» Description of the task:
Word for word, retype every entry in the listing.

» Provided records:
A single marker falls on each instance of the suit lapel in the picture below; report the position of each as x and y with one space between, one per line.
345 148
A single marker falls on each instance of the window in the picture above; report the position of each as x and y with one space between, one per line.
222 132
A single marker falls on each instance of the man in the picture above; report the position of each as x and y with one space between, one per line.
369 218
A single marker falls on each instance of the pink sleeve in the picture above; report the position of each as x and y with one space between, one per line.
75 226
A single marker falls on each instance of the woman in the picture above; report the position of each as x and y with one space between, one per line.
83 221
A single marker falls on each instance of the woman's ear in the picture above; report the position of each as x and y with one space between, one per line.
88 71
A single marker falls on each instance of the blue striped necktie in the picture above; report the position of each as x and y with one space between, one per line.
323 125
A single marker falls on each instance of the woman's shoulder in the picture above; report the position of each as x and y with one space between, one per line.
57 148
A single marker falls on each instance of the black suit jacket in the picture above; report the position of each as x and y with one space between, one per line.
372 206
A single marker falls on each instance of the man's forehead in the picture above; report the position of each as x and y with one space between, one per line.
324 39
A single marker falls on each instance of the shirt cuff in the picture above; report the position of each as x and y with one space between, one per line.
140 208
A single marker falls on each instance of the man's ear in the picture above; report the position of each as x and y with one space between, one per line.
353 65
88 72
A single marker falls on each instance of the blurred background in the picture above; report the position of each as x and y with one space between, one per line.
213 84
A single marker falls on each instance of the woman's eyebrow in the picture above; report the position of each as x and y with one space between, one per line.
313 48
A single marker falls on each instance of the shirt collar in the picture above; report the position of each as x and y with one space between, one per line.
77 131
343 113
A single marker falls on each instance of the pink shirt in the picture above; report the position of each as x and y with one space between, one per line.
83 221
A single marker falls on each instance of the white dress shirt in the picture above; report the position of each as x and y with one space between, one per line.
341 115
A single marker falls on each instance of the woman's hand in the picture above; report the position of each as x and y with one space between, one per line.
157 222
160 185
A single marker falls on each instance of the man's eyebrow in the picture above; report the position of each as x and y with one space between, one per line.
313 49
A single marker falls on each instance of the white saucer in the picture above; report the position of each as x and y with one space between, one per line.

» Solved exercise:
A single marker falls on each instance of the suit lapel in the picture below; report the position of each as x and y with one space between, one per line.
345 148
A single marker falls on each instance of the window in the picture above; report the position of each as x and y with one space between, one per line.
222 132
A single marker falls on each instance of the man in the picture above; report the position of each as x and y with one space between, one per line.
369 218
A single marker falls on each instance of the pink sleeve in the picture above; report the position of each as x and y with one space between, one per line.
75 226
A single marker falls on each instance of the woman in the picture above; report the position of each as x and y with one space between, one per line.
83 221
A single marker falls on each instance of the woman's ear in the picture above; report the position of each as x and y with one space between, one per line.
88 71
A single marker falls on each instance of the blue striped necktie in the picture above; report the position of each as x and y with one space between, one per line.
323 125
A single marker falls on each instance of the woman's shoulder in the picture above; report the position of each as x and y with one space between, one per line.
57 148
A single marker falls on each instance of the black suit jacket in the picture above; report the position of each as x and y with one space between, one per line.
372 206
A single marker falls on each instance of the man's forehead in the picture above; report the position of each as x and y with one space between, one per line.
324 39
A single marker falls on each instance of the shirt cuff in the picture above; report the position of each as x and y with one space between, one per line.
140 208
A single marker falls on each instance of the man's ear in the picture above; report the position of each as x and y with one space between, one per line.
353 65
88 72
A single marker falls on each instance of the blurred background in the picture above; report the position of each as x and y with one space between, one per line.
213 84
A single marker falls on each instance of the woman's eyebrow in the picture above; report the position of each as x and y with one space between, one per line.
313 48
A single marker falls on each instance of the shirt collar in the picture above; report the position of each as x and y with one space between, one per line.
77 131
343 113
A single marker falls on each instance of the pink shirt in the picture above; report the position of each as x and y with one space between, one per line.
83 221
A single marker falls on each instance of the white dress shirt in the picture above; report the position of each as x and y with one space between, one per line.
341 115
A single marker falls on each instance of the woman's hand in the picture above; report the position of each as x and y with one space between, one per line.
157 222
160 185
A single marker falls on each instance of the man's eyebrow in the picture above; report the position of each as x and y with one space between, one per line.
313 49
A single marker falls on each instance of the white saucer in the picture above; report the position of each as x and y with one space between, one per line.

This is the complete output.